(Recorded data)
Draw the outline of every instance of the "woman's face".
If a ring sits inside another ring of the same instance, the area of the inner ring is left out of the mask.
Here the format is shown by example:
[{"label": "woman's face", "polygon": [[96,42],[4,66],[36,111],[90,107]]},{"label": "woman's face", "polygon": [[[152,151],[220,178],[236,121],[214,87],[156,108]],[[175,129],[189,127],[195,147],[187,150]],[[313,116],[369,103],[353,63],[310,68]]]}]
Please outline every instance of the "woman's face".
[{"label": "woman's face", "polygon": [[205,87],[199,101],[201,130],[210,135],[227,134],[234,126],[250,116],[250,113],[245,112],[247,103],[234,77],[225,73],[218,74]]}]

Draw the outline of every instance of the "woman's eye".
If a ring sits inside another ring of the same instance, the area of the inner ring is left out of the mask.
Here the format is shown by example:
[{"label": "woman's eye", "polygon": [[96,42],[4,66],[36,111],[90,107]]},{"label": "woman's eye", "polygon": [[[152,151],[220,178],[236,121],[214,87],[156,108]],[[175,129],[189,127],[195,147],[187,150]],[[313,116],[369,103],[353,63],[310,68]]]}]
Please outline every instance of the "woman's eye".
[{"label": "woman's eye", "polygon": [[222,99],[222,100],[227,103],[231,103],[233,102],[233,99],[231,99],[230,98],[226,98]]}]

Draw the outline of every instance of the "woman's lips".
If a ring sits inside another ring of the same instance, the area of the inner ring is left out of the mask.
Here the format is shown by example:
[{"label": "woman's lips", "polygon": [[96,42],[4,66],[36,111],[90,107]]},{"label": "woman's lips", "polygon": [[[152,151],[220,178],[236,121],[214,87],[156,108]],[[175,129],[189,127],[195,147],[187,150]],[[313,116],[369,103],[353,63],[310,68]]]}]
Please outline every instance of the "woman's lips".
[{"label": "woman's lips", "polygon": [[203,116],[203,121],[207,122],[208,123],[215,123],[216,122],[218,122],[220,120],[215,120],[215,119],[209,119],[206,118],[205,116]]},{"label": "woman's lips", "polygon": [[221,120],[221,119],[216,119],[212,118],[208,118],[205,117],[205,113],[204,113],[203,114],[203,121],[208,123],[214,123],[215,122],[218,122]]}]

**The problem**
List every line of the rows above that contains the word "instance".

**Exercise result**
Draw the outline of every instance of the "woman's face".
If a ring sits inside another ring of the same instance, the area of the inner ring is left out of the mask.
Please outline every instance of the "woman's face".
Draw the outline of every instance of the "woman's eye".
If a ring sits inside another ring of the same instance, the area of the inner ring is left out of the mask.
Please outline every instance of the "woman's eye".
Draw the outline of every instance of the "woman's lips".
If a ring sits inside another ring of the same instance, the area of the inner ring is left out of the mask.
Please outline every instance of the "woman's lips".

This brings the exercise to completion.